Every line below that holds the string "shirt" must be copied.

Saved entries:
========

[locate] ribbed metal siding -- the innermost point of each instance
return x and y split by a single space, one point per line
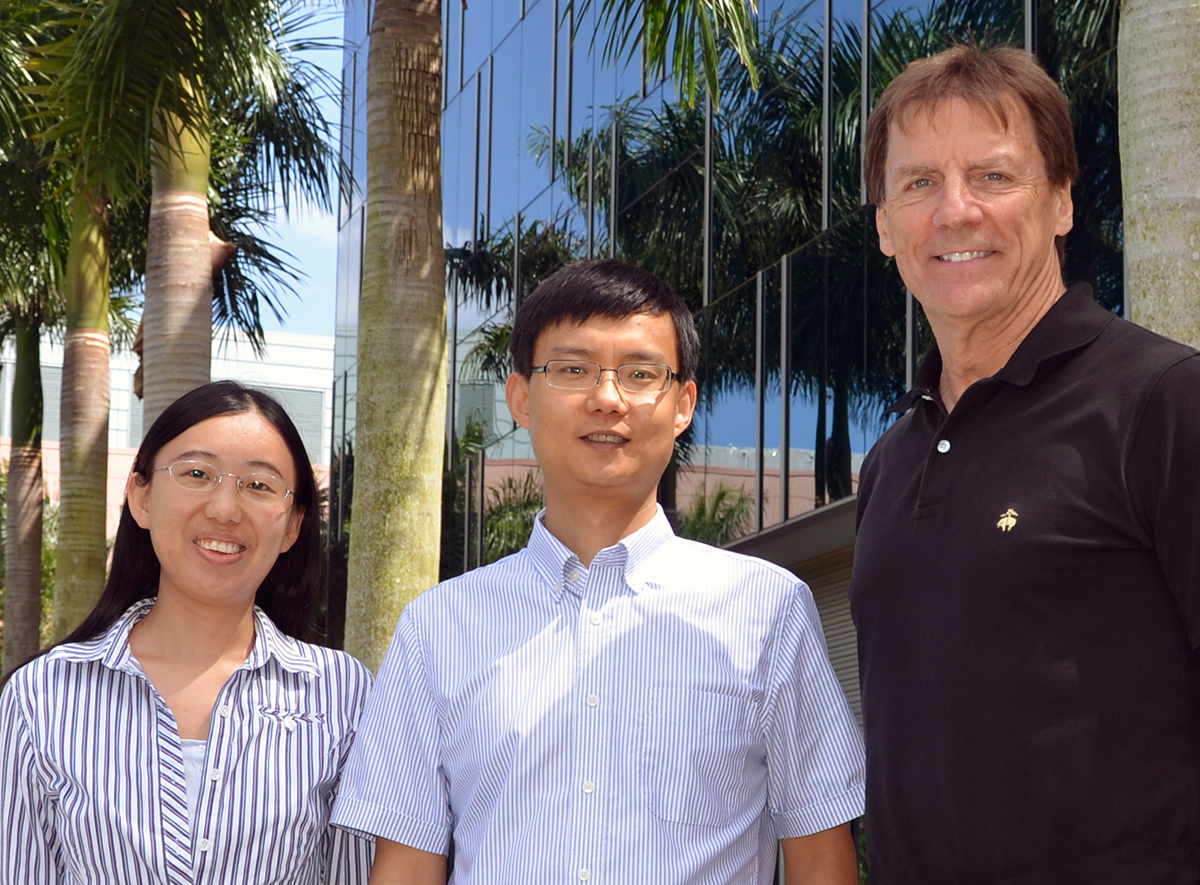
828 577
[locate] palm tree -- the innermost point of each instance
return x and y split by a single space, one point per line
1159 125
173 77
718 518
27 295
127 98
402 320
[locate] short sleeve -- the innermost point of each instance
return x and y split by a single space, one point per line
28 849
815 758
394 786
1163 471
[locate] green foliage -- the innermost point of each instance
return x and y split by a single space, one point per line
511 509
717 518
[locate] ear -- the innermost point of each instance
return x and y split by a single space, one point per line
881 226
137 492
295 519
516 393
1066 220
684 407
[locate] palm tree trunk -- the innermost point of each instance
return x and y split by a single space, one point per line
402 330
84 417
838 457
23 529
177 353
1159 127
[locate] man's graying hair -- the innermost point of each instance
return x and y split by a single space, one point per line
993 79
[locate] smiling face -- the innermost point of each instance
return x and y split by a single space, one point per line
971 216
216 547
603 444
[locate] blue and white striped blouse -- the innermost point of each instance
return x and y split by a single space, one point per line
91 774
660 717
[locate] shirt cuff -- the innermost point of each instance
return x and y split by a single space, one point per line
822 816
369 819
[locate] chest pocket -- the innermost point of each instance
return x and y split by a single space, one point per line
292 757
694 751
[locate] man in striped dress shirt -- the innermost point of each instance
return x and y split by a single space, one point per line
611 704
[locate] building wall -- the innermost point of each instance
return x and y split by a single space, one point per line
297 369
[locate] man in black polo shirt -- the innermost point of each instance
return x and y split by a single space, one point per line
1027 575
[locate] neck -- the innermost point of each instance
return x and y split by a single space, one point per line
586 529
192 634
972 350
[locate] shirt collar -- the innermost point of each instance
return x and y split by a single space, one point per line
553 561
112 649
1073 321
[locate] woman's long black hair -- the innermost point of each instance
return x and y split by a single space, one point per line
288 591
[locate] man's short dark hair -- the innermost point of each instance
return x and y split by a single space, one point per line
606 288
993 79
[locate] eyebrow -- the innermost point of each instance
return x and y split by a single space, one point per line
924 169
201 453
569 350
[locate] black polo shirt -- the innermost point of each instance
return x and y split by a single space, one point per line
1026 591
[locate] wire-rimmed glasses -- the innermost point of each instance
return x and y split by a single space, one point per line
265 489
581 374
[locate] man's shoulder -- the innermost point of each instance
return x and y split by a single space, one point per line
1141 349
505 575
719 567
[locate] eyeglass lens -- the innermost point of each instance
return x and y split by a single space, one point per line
202 476
634 377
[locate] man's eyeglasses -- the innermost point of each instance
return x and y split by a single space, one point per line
581 374
201 476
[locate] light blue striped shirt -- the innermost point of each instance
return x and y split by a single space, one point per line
663 716
91 771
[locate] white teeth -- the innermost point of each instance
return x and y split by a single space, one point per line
219 546
961 256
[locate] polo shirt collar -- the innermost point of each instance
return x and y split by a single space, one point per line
112 649
1073 321
555 563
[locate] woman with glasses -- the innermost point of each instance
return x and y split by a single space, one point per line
186 733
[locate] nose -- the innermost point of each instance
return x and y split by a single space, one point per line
225 501
957 205
607 395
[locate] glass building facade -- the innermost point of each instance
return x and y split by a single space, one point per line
755 211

========

Written response:
[locate] shirt cuff -- the innermost point of each instance
[locate] man in striped dress shirt -- the innermost point of each instance
[locate] man in black polo shirt -- the innermost point of each instance
[locate] shirt collar -- the innermost point of each instance
[locate] black polo shirt -- the innermost point of each instance
[locate] light blue striped shirt -- the innermost point of each instance
[locate] polo shirt collar -- the innermost point of each instance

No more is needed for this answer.